_REQUIRED TASK_
Locate every line in the data below that contains the word "blue" and copy each of those lines.

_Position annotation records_
────────────────────

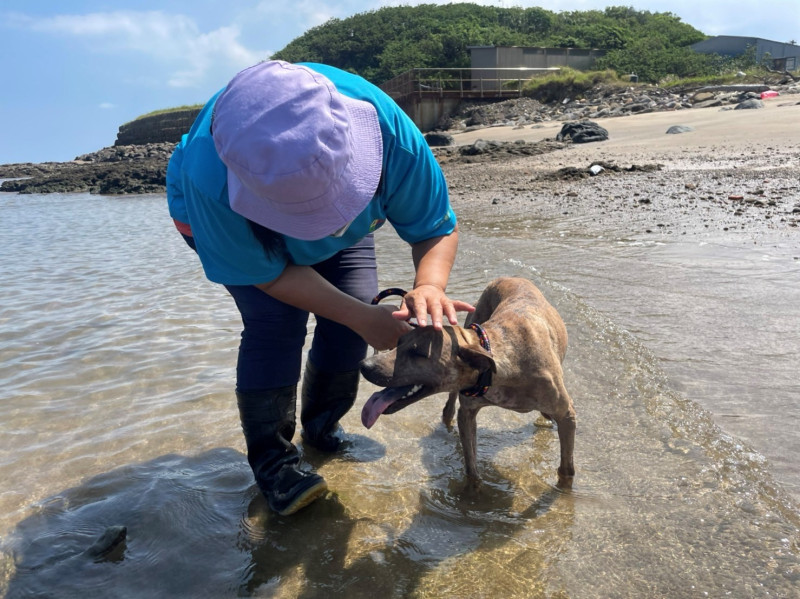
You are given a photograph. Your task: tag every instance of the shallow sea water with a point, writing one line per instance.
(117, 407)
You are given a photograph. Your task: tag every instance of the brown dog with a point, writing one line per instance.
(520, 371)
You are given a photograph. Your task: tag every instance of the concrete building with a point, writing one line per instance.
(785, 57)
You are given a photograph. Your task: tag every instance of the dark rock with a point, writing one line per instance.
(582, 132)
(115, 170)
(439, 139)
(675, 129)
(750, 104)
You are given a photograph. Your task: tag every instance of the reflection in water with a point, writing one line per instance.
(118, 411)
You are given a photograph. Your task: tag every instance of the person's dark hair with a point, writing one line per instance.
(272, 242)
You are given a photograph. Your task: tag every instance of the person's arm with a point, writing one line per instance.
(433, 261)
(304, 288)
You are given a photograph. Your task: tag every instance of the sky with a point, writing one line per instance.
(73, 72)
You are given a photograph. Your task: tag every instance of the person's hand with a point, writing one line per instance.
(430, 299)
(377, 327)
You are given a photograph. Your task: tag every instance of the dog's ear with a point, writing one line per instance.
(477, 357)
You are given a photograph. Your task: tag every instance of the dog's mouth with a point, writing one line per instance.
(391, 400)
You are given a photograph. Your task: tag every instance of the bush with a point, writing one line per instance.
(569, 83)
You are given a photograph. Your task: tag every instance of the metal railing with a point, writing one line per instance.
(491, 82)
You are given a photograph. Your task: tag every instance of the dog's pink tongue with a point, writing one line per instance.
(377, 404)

────────────────────

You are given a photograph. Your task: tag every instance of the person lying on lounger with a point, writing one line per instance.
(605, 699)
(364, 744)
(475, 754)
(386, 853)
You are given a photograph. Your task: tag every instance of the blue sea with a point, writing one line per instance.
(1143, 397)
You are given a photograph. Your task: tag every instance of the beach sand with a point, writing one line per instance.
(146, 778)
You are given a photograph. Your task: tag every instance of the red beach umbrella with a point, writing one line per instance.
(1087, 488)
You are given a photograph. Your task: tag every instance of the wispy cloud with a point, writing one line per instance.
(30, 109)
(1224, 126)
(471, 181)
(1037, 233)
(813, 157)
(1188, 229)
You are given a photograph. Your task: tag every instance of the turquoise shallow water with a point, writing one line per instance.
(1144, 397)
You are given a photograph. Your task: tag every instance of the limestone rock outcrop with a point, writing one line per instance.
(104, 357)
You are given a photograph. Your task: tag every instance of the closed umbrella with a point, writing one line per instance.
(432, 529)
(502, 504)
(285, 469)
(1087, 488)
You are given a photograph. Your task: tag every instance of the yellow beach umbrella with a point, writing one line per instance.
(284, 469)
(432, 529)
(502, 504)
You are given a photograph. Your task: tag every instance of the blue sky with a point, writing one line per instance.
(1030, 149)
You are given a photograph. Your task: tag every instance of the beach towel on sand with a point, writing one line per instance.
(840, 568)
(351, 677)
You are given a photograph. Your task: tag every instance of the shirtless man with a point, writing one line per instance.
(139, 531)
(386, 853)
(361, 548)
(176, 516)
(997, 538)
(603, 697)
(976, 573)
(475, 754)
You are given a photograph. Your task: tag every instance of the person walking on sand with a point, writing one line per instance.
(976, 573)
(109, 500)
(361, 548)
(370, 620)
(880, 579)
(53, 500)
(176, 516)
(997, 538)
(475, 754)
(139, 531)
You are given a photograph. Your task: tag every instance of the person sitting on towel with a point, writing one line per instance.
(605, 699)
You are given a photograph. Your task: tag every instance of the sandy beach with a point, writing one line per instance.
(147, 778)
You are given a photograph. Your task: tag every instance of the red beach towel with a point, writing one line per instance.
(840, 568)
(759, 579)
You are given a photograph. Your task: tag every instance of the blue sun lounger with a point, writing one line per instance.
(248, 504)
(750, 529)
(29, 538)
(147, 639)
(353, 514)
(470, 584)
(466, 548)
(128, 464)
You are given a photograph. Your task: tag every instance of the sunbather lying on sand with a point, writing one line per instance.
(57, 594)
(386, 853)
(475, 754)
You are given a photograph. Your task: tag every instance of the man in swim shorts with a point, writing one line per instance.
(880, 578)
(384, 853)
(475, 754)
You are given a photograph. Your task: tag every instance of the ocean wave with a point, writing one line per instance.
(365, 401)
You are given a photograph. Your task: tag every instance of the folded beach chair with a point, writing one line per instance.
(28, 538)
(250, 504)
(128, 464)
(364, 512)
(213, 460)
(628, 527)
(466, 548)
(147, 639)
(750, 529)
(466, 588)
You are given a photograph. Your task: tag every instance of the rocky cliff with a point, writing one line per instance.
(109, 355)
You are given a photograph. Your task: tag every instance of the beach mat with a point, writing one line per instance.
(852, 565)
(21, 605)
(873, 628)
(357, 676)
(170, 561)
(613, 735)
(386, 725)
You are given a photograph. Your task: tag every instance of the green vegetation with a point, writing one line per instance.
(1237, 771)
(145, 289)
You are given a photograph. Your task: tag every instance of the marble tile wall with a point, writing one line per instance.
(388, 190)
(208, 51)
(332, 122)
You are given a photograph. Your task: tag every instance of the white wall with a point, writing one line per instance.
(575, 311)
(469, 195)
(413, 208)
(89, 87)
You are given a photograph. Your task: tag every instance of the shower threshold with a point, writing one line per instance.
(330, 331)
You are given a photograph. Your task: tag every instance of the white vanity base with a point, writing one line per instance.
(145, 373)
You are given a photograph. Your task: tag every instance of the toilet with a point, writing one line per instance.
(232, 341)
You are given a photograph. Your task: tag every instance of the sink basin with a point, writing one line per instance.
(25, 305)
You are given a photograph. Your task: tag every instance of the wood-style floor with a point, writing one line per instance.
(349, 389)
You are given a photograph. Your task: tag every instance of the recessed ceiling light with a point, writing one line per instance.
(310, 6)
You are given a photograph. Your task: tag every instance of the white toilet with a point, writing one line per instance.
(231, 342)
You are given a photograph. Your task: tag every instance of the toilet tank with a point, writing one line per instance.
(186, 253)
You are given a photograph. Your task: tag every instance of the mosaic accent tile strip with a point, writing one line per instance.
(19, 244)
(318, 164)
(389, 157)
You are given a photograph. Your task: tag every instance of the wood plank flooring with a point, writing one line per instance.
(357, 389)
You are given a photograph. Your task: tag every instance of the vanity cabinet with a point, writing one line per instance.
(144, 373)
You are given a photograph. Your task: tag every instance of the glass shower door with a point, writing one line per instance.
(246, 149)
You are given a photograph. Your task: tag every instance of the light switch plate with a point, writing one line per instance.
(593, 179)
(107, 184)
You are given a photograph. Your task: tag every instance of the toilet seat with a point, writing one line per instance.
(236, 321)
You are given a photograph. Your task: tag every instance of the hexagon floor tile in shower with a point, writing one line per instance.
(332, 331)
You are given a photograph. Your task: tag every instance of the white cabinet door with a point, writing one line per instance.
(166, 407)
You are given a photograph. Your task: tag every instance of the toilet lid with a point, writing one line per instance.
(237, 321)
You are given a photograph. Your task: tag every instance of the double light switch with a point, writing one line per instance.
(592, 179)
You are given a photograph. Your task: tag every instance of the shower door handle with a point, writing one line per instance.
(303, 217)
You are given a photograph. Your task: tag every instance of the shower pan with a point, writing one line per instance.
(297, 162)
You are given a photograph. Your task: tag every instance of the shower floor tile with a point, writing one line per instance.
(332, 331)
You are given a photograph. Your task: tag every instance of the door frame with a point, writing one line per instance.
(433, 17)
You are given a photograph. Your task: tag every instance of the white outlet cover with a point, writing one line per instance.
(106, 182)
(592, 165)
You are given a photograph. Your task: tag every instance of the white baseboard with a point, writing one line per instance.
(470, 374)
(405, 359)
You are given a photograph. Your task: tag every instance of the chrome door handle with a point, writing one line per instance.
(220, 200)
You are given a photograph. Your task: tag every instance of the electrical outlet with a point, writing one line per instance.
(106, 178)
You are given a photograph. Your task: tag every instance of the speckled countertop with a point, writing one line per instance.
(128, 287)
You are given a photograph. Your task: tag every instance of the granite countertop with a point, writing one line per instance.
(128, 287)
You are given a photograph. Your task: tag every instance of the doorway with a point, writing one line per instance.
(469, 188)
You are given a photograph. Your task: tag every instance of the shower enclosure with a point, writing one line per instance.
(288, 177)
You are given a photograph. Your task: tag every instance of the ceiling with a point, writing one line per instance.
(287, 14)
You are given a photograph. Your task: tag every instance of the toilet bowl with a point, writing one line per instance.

────────────────────

_WRITTEN ANSWER_
You are given a photograph. Your task: tag every instance of the blue sea with a point, writing one line per instance.
You are given a photograph. Your task: tag every instance of the blue sky with a point, writing one line per instance.
You are given a photograph. Your task: tag every instance of the blue sun lounger with a point, writing one line per instance.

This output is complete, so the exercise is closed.